Stated problem: Find every line in the entries below that contains the word "helmet" and copy each of those lines. Uppercase and lowercase count as different.

Entries shown:
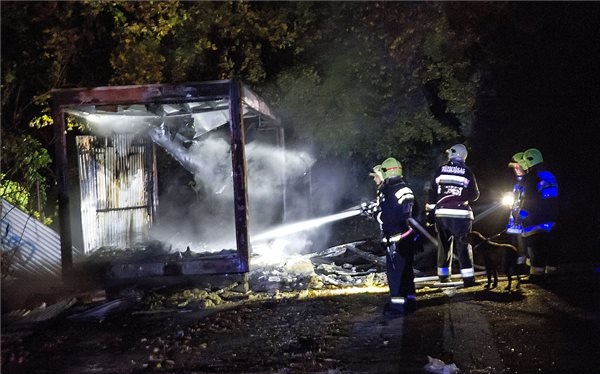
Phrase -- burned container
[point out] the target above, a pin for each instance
(170, 179)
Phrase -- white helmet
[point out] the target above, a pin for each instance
(457, 151)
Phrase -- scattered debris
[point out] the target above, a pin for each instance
(440, 367)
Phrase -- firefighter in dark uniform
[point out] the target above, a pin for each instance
(453, 187)
(392, 209)
(514, 228)
(535, 214)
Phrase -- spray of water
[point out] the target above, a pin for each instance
(303, 225)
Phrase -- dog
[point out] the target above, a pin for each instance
(494, 256)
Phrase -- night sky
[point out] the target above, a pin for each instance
(546, 97)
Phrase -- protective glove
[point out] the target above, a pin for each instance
(429, 215)
(369, 209)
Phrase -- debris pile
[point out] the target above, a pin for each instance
(349, 266)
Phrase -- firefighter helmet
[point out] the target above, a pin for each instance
(518, 160)
(391, 168)
(532, 157)
(457, 151)
(377, 173)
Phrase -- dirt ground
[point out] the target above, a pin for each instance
(551, 329)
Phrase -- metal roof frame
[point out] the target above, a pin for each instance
(239, 96)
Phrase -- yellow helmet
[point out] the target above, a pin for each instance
(457, 151)
(518, 159)
(532, 157)
(391, 168)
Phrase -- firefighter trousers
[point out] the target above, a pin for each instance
(452, 234)
(399, 268)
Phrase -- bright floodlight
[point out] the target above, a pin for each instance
(508, 199)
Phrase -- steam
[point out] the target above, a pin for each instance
(196, 208)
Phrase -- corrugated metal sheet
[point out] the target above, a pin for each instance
(33, 248)
(116, 185)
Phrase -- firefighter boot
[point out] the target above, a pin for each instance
(469, 282)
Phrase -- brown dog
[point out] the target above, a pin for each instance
(495, 255)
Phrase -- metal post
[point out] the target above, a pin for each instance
(238, 160)
(64, 214)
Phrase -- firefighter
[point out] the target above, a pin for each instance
(535, 214)
(453, 188)
(514, 228)
(393, 207)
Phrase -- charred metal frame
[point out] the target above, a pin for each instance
(238, 95)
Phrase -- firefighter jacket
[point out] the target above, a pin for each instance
(537, 207)
(396, 202)
(453, 187)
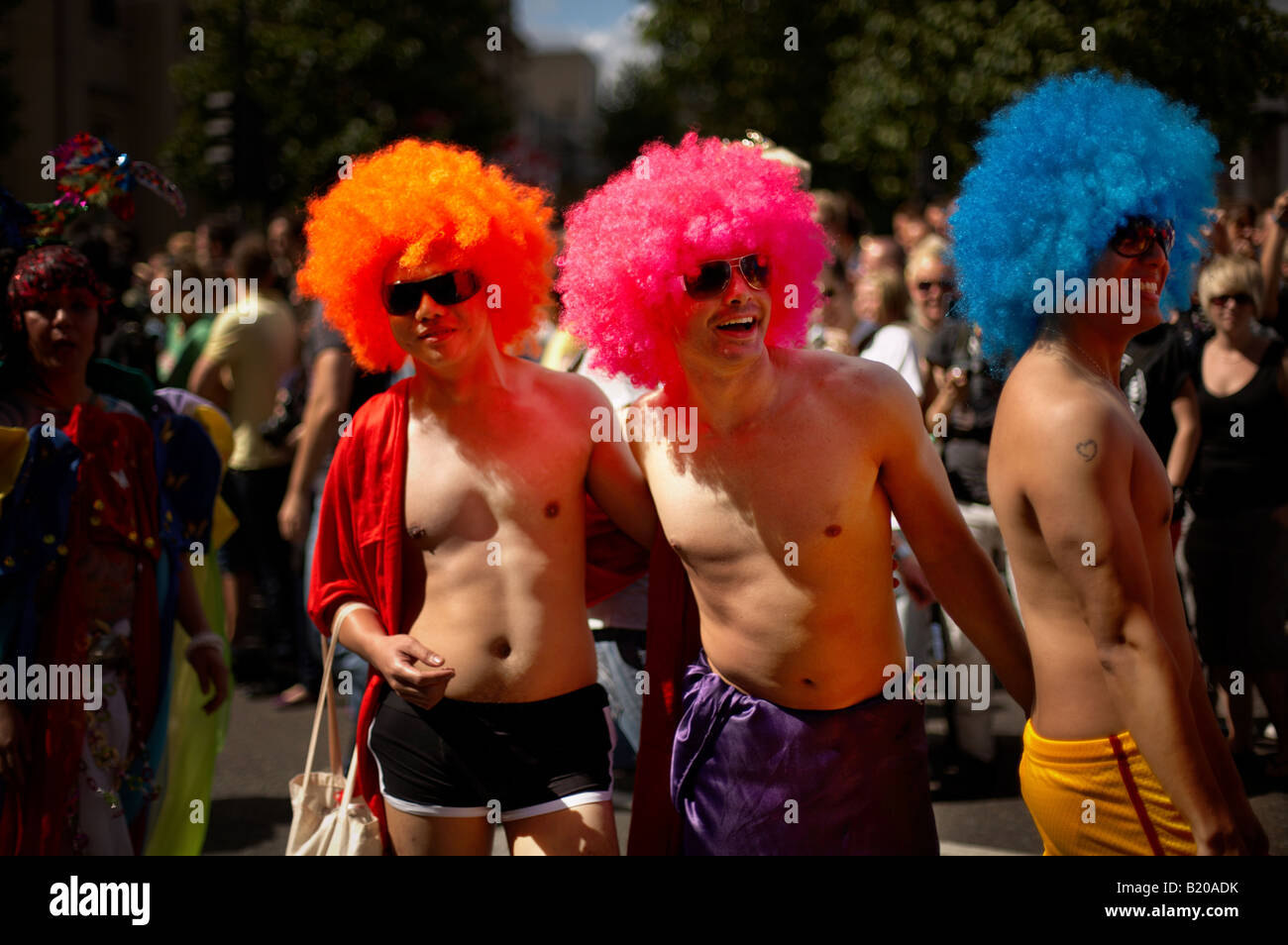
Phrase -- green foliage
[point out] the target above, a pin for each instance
(316, 80)
(879, 88)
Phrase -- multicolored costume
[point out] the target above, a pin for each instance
(108, 477)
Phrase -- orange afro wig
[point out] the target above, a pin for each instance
(412, 202)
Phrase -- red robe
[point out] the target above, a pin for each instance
(360, 548)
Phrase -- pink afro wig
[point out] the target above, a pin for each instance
(629, 242)
(412, 202)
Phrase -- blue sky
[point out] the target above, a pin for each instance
(604, 29)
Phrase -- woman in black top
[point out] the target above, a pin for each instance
(1236, 548)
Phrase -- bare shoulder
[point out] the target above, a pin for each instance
(575, 399)
(1052, 421)
(849, 381)
(563, 385)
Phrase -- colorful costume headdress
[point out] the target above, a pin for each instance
(415, 201)
(89, 172)
(1060, 168)
(630, 241)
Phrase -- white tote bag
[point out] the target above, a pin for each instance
(326, 820)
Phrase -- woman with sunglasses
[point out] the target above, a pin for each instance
(1236, 546)
(1122, 753)
(451, 546)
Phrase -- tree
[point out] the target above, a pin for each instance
(313, 81)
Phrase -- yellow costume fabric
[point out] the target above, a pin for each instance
(1099, 797)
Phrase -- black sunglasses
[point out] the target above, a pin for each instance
(945, 286)
(713, 277)
(1138, 233)
(449, 288)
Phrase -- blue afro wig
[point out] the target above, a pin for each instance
(1060, 168)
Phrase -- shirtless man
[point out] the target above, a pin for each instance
(781, 511)
(1122, 753)
(450, 549)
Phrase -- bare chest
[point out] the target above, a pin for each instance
(467, 485)
(733, 497)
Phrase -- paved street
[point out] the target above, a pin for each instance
(250, 814)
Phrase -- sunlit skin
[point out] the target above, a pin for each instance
(498, 459)
(1072, 472)
(782, 512)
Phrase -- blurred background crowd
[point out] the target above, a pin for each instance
(253, 106)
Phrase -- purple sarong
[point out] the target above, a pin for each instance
(752, 778)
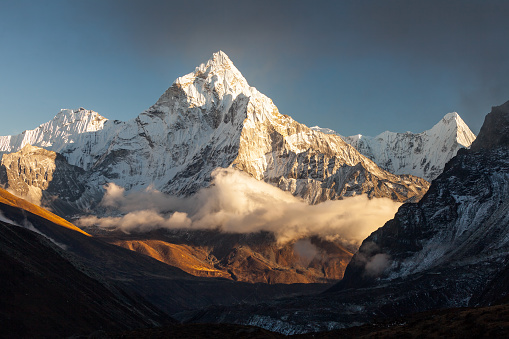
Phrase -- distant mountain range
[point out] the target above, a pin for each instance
(446, 247)
(449, 250)
(207, 119)
(421, 154)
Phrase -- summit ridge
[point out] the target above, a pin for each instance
(212, 118)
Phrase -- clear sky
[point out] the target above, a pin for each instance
(353, 66)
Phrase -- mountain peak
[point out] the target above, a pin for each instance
(221, 58)
(452, 123)
(495, 129)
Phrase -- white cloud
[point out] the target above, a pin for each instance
(237, 203)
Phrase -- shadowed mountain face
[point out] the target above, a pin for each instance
(44, 265)
(44, 294)
(451, 249)
(463, 219)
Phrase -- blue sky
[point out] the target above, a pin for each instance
(353, 66)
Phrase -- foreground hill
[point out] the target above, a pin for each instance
(57, 281)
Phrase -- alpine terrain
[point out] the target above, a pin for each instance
(207, 119)
(421, 154)
(449, 250)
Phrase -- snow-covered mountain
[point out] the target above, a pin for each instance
(207, 119)
(461, 223)
(421, 154)
(449, 250)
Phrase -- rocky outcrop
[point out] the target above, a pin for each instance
(461, 222)
(253, 258)
(421, 154)
(34, 170)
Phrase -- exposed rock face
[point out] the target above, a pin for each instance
(34, 170)
(250, 258)
(422, 154)
(207, 119)
(451, 249)
(462, 220)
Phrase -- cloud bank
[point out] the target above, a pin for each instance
(237, 203)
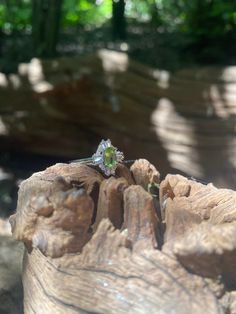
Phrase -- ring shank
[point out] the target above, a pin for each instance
(84, 161)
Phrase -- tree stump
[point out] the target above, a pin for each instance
(113, 245)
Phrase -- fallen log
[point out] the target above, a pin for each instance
(100, 245)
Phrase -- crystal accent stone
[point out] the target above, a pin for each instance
(110, 158)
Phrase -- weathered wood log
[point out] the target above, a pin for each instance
(95, 244)
(182, 121)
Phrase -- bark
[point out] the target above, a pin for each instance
(110, 251)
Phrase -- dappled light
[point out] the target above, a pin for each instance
(157, 78)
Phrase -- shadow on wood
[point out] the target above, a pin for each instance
(100, 245)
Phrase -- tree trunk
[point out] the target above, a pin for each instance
(45, 26)
(107, 245)
(118, 20)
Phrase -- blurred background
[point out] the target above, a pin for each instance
(157, 77)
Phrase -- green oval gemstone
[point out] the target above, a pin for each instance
(110, 160)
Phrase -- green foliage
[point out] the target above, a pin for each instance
(203, 27)
(15, 15)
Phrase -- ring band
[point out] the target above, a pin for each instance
(107, 158)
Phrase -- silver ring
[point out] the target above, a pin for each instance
(107, 158)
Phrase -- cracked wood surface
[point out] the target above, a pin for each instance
(99, 245)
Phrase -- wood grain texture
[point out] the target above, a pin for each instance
(113, 253)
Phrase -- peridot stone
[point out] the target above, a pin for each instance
(110, 160)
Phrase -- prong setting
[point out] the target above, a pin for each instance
(107, 157)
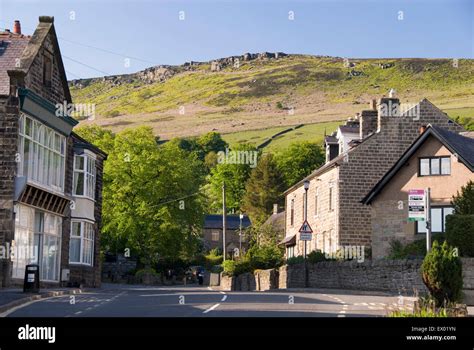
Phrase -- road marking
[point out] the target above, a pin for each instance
(211, 308)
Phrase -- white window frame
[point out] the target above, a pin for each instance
(46, 147)
(82, 239)
(88, 190)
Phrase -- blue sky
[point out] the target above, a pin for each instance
(151, 32)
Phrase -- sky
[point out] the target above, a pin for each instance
(105, 37)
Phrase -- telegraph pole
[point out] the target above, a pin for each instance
(224, 212)
(428, 219)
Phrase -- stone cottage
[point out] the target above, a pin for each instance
(336, 189)
(50, 178)
(438, 159)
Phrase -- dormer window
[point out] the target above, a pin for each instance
(434, 166)
(84, 176)
(47, 69)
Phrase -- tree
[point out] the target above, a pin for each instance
(151, 201)
(463, 201)
(234, 168)
(442, 273)
(299, 160)
(264, 189)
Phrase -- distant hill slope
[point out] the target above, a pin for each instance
(262, 91)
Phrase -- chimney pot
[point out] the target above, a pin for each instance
(17, 27)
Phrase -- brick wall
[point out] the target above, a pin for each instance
(9, 112)
(395, 276)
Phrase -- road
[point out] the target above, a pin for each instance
(192, 301)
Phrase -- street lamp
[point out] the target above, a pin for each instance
(241, 216)
(306, 188)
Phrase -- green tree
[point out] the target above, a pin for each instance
(463, 201)
(442, 273)
(151, 201)
(233, 168)
(264, 188)
(299, 160)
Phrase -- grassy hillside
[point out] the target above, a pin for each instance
(276, 93)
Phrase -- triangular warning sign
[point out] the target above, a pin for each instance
(305, 228)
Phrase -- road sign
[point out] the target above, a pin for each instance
(416, 205)
(306, 233)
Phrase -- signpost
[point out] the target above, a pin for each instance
(306, 233)
(419, 210)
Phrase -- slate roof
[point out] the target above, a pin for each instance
(457, 144)
(11, 49)
(232, 223)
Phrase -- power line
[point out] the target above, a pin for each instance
(86, 65)
(107, 51)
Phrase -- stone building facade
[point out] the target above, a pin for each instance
(338, 187)
(452, 155)
(50, 191)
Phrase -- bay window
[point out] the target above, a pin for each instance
(84, 176)
(42, 154)
(81, 244)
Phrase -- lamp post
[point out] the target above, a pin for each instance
(241, 216)
(306, 188)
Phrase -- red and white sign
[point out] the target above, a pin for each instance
(306, 233)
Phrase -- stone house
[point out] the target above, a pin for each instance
(50, 178)
(336, 189)
(438, 159)
(212, 232)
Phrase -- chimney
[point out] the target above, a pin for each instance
(388, 107)
(17, 27)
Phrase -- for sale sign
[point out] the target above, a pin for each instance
(416, 205)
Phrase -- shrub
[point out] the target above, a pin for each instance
(460, 233)
(295, 260)
(265, 257)
(442, 274)
(229, 267)
(411, 250)
(316, 256)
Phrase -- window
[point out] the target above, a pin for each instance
(81, 244)
(330, 199)
(290, 252)
(42, 154)
(37, 241)
(215, 235)
(316, 202)
(47, 69)
(292, 212)
(438, 220)
(84, 176)
(435, 166)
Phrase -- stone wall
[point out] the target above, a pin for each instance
(395, 276)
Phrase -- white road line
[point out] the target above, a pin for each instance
(211, 308)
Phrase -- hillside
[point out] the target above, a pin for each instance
(263, 91)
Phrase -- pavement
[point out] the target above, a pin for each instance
(196, 301)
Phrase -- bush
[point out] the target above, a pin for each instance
(316, 256)
(460, 233)
(411, 250)
(295, 260)
(442, 274)
(229, 267)
(265, 257)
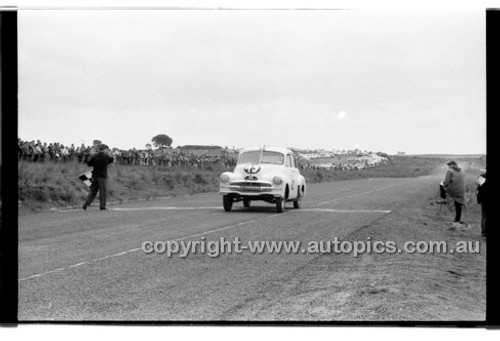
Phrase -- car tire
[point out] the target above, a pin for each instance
(297, 202)
(227, 202)
(280, 205)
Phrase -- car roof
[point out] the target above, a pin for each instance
(271, 149)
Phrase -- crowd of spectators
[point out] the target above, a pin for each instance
(37, 151)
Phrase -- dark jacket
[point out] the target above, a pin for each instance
(100, 162)
(454, 184)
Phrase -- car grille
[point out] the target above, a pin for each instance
(255, 187)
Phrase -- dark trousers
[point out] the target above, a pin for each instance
(458, 211)
(98, 185)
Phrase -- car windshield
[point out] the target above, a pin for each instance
(255, 157)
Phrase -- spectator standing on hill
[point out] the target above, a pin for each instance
(100, 162)
(481, 199)
(454, 185)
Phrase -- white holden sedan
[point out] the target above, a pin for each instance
(268, 174)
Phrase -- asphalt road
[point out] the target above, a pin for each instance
(88, 265)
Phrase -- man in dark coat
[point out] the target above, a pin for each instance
(454, 185)
(481, 199)
(100, 162)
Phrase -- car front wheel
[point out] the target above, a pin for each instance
(280, 205)
(227, 202)
(297, 202)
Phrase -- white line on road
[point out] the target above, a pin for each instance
(133, 250)
(206, 232)
(355, 195)
(332, 210)
(167, 208)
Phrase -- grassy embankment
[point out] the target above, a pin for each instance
(44, 186)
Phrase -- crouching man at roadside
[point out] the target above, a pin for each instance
(100, 162)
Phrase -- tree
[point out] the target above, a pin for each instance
(161, 140)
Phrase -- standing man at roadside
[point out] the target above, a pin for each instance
(454, 185)
(100, 162)
(481, 199)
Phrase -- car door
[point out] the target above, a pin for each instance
(293, 174)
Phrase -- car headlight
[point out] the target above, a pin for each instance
(277, 180)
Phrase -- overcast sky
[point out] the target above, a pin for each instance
(380, 81)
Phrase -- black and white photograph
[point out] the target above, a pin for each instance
(251, 165)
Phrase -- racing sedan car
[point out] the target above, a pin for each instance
(268, 174)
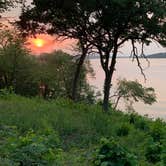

Answer:
Phrase -- white helmet
Phrase -- firefighter helmet
Phrase -- yellow helmet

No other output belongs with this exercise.